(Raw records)
▼
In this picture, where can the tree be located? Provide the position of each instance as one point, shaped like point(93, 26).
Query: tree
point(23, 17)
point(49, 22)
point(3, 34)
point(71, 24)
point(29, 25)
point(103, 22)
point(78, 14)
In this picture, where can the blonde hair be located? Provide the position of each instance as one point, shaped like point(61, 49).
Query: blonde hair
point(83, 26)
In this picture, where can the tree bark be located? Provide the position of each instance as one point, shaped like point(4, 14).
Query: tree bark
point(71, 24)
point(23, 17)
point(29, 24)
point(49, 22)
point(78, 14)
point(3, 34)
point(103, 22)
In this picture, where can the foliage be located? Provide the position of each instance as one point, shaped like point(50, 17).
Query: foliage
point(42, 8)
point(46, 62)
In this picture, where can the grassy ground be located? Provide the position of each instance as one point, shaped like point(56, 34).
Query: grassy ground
▲
* [AIM OF THE TASK]
Quote each line of the listing above exactly.

* [EXERCISE OUTPUT]
In this picture, where can the tree be located? Provide the position of each instance as one point, shaped like point(93, 26).
Query: tree
point(23, 17)
point(49, 22)
point(3, 34)
point(71, 24)
point(29, 25)
point(103, 22)
point(78, 14)
In this picture, where can the blonde hair be located? Provide the position of each instance as one point, shaped like point(61, 49).
Query: blonde hair
point(83, 26)
In this picture, where can the tree bark be located? Provide the position of each instance as one point, shaped like point(4, 14).
Query: tree bark
point(71, 24)
point(23, 17)
point(29, 24)
point(49, 22)
point(78, 14)
point(3, 34)
point(103, 22)
In this picture, where can the foliage be located? Provide the position of each instance as one point, shaped like point(50, 17).
Query: foliage
point(42, 8)
point(46, 62)
In this picture, where can the grassy ground be located? Provide the position of each instance as one point, shaped like point(56, 34).
Query: grassy ground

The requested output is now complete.